# [Information supplied]
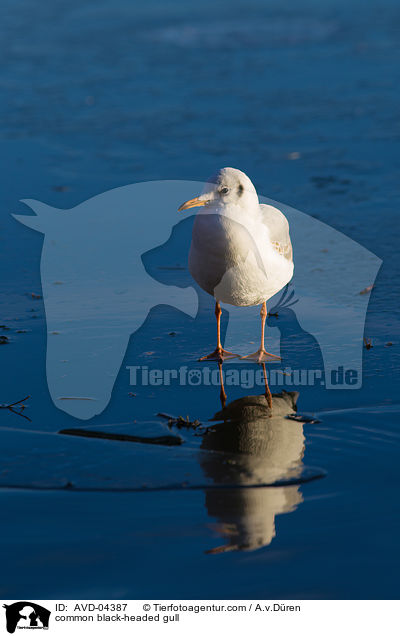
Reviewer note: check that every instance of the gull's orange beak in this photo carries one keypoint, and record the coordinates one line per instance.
(192, 203)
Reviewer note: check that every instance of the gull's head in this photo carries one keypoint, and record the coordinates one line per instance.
(228, 186)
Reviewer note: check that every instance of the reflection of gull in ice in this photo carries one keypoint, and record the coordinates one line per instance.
(258, 449)
(241, 251)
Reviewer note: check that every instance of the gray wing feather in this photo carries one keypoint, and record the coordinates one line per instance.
(278, 227)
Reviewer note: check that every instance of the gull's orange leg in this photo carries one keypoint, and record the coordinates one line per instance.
(268, 395)
(261, 355)
(220, 354)
(222, 394)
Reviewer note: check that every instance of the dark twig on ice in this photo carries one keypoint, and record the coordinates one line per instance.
(21, 407)
(179, 422)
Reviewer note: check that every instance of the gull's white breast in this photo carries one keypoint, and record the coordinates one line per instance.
(232, 256)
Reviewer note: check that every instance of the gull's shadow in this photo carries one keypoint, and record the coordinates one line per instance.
(261, 452)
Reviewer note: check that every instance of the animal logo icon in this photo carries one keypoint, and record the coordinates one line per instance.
(25, 614)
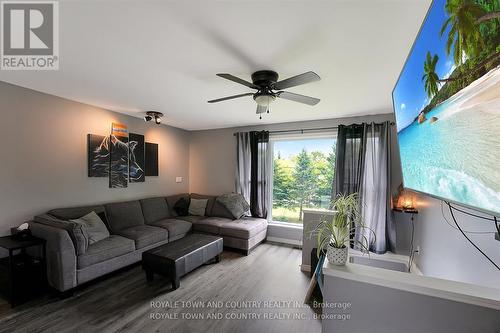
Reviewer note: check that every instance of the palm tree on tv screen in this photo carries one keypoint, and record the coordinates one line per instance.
(464, 33)
(430, 78)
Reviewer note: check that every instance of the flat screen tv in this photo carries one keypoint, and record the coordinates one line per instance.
(447, 105)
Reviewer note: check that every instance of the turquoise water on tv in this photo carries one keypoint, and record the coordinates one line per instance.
(456, 158)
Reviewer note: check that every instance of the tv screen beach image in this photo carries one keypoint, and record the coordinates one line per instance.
(447, 105)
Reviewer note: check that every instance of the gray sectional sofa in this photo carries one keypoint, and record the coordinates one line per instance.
(134, 227)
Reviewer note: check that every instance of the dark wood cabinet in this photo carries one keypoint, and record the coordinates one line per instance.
(23, 273)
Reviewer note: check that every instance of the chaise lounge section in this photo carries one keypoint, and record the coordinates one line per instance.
(134, 227)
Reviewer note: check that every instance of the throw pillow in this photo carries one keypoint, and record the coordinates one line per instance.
(197, 207)
(181, 207)
(93, 226)
(234, 203)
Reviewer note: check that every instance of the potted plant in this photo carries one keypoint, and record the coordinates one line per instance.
(335, 233)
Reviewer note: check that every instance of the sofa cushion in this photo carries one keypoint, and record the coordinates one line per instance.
(77, 212)
(198, 207)
(75, 231)
(190, 218)
(245, 228)
(124, 215)
(175, 227)
(172, 199)
(105, 249)
(144, 235)
(235, 203)
(155, 209)
(210, 225)
(93, 227)
(210, 201)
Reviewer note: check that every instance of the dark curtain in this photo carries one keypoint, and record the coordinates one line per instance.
(375, 189)
(349, 160)
(243, 157)
(259, 142)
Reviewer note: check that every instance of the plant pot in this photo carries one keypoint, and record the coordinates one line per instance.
(336, 256)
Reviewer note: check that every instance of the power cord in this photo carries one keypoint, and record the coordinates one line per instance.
(466, 237)
(412, 252)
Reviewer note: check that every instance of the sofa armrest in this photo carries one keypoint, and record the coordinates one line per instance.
(60, 255)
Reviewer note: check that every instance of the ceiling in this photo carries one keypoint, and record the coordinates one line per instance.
(133, 56)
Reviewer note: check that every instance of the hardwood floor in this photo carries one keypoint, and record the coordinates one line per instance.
(125, 302)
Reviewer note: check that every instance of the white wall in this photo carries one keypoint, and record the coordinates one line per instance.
(445, 253)
(44, 155)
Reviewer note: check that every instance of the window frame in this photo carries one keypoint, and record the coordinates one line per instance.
(273, 137)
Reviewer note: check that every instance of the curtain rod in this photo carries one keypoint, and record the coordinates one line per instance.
(302, 130)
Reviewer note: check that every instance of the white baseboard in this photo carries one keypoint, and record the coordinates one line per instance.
(285, 241)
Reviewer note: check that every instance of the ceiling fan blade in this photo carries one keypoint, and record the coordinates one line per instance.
(297, 80)
(298, 98)
(261, 109)
(229, 97)
(238, 80)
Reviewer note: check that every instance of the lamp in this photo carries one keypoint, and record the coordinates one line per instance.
(150, 115)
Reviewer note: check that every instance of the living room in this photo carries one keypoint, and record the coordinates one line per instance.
(175, 166)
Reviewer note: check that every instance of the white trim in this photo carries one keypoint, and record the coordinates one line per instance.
(430, 286)
(284, 241)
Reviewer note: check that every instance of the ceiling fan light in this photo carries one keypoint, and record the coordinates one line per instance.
(264, 100)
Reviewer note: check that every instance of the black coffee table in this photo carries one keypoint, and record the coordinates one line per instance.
(180, 257)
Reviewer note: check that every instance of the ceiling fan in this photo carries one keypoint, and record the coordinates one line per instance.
(268, 88)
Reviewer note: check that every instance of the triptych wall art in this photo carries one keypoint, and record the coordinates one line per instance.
(122, 157)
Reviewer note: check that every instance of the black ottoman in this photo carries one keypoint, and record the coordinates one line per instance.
(180, 257)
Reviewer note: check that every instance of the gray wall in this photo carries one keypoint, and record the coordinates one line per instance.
(381, 309)
(44, 155)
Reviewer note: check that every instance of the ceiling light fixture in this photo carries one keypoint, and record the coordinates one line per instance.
(153, 115)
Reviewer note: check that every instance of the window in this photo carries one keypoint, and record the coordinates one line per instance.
(303, 174)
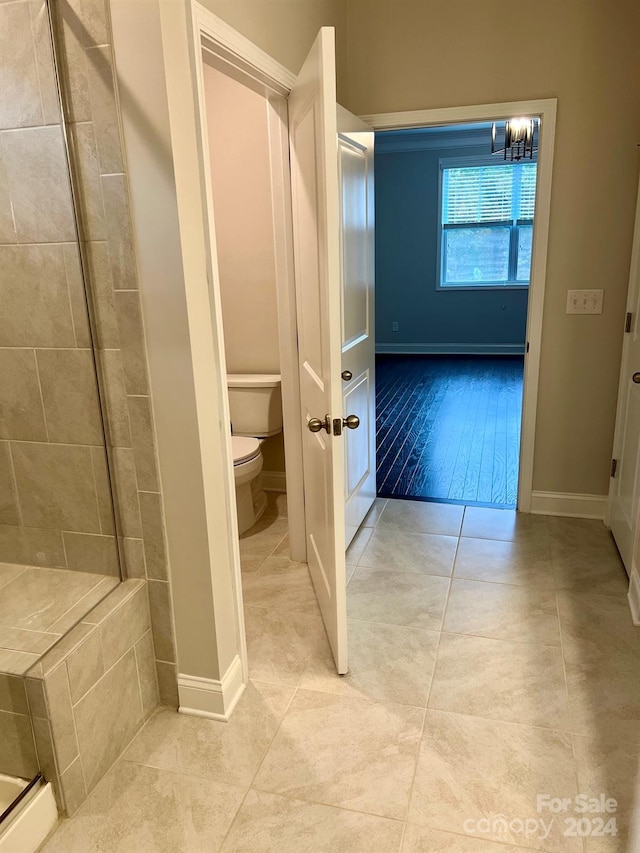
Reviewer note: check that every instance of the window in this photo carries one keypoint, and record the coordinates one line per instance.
(486, 224)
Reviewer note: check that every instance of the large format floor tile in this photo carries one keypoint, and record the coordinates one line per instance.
(399, 551)
(612, 769)
(502, 611)
(146, 810)
(228, 752)
(501, 680)
(395, 598)
(526, 562)
(280, 643)
(422, 839)
(281, 585)
(470, 770)
(419, 517)
(344, 752)
(387, 663)
(268, 823)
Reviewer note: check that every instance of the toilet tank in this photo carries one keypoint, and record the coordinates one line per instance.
(255, 403)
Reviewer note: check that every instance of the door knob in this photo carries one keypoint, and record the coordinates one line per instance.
(315, 424)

# [Your objective]
Quote every record above exactly, omitting any pictures they contain.

# [Reply to the task]
Reviewer note: check that every instance of the gull's orange beak in this photo carries one keypoint, and record the coordinates one line per instance.
(192, 203)
Reviewer note: check that every instance of the gull's head in this photo carries one keypoint, and record the coordinates one line per instance.
(228, 186)
Reviewer note: check that every instance of the reflection of gull in ice in this photo carries one keypoint, and record the coordinates one line per instance.
(258, 449)
(241, 251)
Reviewer note: check that every instance of the gray wing feather in this photo carries one keypoint, and record the coordinates one line per instance.
(278, 227)
Reviewer note: check that every instance of the gull's orange leg in this photo carries one keypoint, and record the coordinates one line per instance.
(268, 395)
(261, 355)
(220, 354)
(222, 394)
Reviewer note: check that every instance of the dark twig on ice in this photo carries one keypoint, and record the coordinates one line per instance.
(21, 407)
(179, 422)
Reviewer note: check that every instance of the gull's white breast in this photo carries one keypoint, and record the coordinates one line per instance.
(232, 256)
Reviewer note: check that every instance of the gull's shadow in this photo carries one keypoint, and record the coordinates one line per instance.
(261, 452)
Reviewer note: check that every instance of the animal logo icon in this photo carries one keypoint, and record the coordinates one line per instance.
(25, 614)
Reviewer note: check that every instance of the palm tree on tv screen in this photo carries one keypoint, and record the coordinates one line per instance.
(464, 33)
(430, 78)
Reviewer note: check that every instance of the flat screen tv in this photo carries one keypoint, and record the coordinates one line per instance.
(447, 105)
Reviewer note: check that every instance of the turquoise water on tv in this photo carries one keypoint, and record the coordinates one line per instance.
(456, 158)
Reviewer note: check that every instance of the tv screen beach image in this photo carries one keypoint, and record the coordinates one line per instance.
(447, 105)
Reviewer note: check that every instance of the gray sectional sofa in this photo carries one keypoint, and record the coordinates one line per instance.
(134, 227)
Reviewer note: check that every instance of the dark wood cabinet in this photo carries one keypoint, and record the coordinates one line per instance.
(23, 273)
Reviewer note: check that every instance of the chaise lounge section in this photo carries one keypoint, and record the coordinates one line per instance.
(134, 227)
Reviewer note: check that every instance of the throw pillow in this photo carries one keypoint, and record the coordinates one line per instance.
(197, 207)
(181, 207)
(93, 226)
(234, 203)
Reviewer note: check that every instance of the potted plant in this photo carries one keypoint, and record the coordinates one line per instance.
(335, 233)
Reviewer note: check that every instance of the sofa cushion in this photo carries one keypoint, and record the coordinates one line per instance.
(77, 212)
(198, 207)
(75, 231)
(190, 218)
(245, 228)
(124, 215)
(175, 227)
(172, 199)
(105, 249)
(144, 235)
(235, 203)
(155, 209)
(210, 225)
(93, 227)
(210, 201)
Reviewer note: check that every instance of the dark curtain in this photo carries one keypoint, and record the coordinates one line per instance.
(375, 189)
(349, 160)
(243, 157)
(259, 142)
Reviewer note: check that every instance of the plant pot in this photo carries one keypoint, and record the coordinates one line per instance.
(336, 256)
Reviewer note: check that every instance of the power cord in this photo carries one keypoint, and record the coordinates one line per instance.
(466, 237)
(412, 252)
Reviewer note: check that every instance of the sofa armrest in this photo carries one keypoint, and record the coordinates one line per instance.
(60, 255)
Reviewer note: check that every instance of the ceiling in this photo carries one keypoint, and record the coordinates one line per instance.
(133, 56)
Reviewer note: check that every instance of the hardwood floor in this photo carries one keypoint, and record the coordinates one line per instance.
(125, 302)
Reviewer note: check that every instance of the white wall in this photo carries one keypoint, and record the coordinates one line per instance.
(445, 253)
(44, 155)
Reviewer note: check that every instance of the window frame in this photo carries one keypoint, and record the coordinates one line per instance.
(273, 137)
Reviewer note: check that every instance of the curtain rod in this photo carries one keypoint, and record the coordinates one line per instance.
(302, 130)
Reviewer note: check that every instance of the white baseboard in this photo carries one keypoint, and record the coordinates one line per instance.
(285, 241)
Reviewer note: check that every instance of the ceiling fan blade in this photo carries one keypoint, and record the coordinates one line per instance.
(297, 80)
(298, 98)
(261, 109)
(229, 97)
(238, 80)
Reviewer note: check that every instance of the lamp in this photo carries one keypoint, and record the coordinates one line per instance.
(150, 115)
Reviewer note: check that every instance of the living room in this photo carries one keypoint, and record the coordinates one line per instance.
(175, 166)
Reviewer note: check that every instance of the white trim in this photo carries one keypoint, and record the coordinates one line per instance.
(430, 286)
(284, 241)
Reviewer note: check that every instance of the ceiling fan light in this photo carries one keypoint, and record the coordinates one line per instance.
(264, 100)
Reviewer note: check that every instance of the black coffee table in this photo carries one keypoint, and record the coordinates one line per instance.
(180, 257)
Reviewer note: check that every instance of the ceiling fan in this photo carries one keypoint, and record the coordinates one line per instance.
(268, 88)
Reviewer note: check that every instance of the triptych wall art in this photo carries one keypoint, and record the coordinates one line per instance.
(122, 157)
Reviewer note: check that every instance of the black ottoman in this photo carries one keypoint, and record the coordinates one line per instance.
(180, 257)
Reviewer note: check that every instance of the gray wall in this photo carries one keypoint, and record the coordinates one line per instance.
(381, 309)
(44, 155)
Reviewer note: check that every instance of the ceiling light fixture in this photo carries one keypoint, and record the coordinates one line per instance.
(153, 115)
Reviewer note: check that every instance of the window in this photo carries one keypoint, and record the coordinates one line per instance.
(303, 174)
Reviewer note: check that every instance of the window in this photo carries one keypoint, and record the coordinates one line per instance.
(486, 224)
Reviewer note: check that every instance of the large format floor tile in this photo carries one keypoint, and record the coordinates one line per instance.
(399, 551)
(612, 769)
(502, 611)
(146, 810)
(228, 752)
(501, 680)
(395, 598)
(526, 562)
(280, 643)
(422, 839)
(281, 585)
(470, 770)
(419, 517)
(344, 752)
(387, 663)
(268, 823)
Reviewer note: check that every instance of the toilet tank in this photo carries one keypoint, and record the coordinates one line per instance.
(255, 403)
Reviewer note: check that every instance of the door knob in this photo carries one keypoint, and record the coordinates one line per instance.
(315, 424)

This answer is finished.